• Exercise task
Update the records starting at their first line and ending at the line containing "point(222, 118)", replacing "girl's nose" with "child's nose" and keeping everything else the same.

═══ Data excerpts

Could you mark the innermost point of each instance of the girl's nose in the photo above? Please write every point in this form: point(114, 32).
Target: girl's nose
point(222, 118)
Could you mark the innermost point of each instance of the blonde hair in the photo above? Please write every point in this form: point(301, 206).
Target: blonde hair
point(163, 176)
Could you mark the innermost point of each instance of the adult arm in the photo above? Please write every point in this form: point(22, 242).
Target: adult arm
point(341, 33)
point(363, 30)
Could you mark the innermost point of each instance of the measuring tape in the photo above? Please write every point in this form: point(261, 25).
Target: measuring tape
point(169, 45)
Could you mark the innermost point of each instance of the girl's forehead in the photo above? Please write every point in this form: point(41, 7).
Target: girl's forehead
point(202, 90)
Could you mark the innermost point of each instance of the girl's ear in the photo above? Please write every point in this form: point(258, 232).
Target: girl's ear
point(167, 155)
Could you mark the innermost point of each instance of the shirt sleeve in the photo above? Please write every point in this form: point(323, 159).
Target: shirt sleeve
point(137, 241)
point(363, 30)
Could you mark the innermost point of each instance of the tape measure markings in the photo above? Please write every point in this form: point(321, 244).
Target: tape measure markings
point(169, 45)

══════

• Output below
Could you mark the innermost point of each instance of the child's nose in the photo above? Please write every point in this form: point(114, 32).
Target: child's nose
point(222, 118)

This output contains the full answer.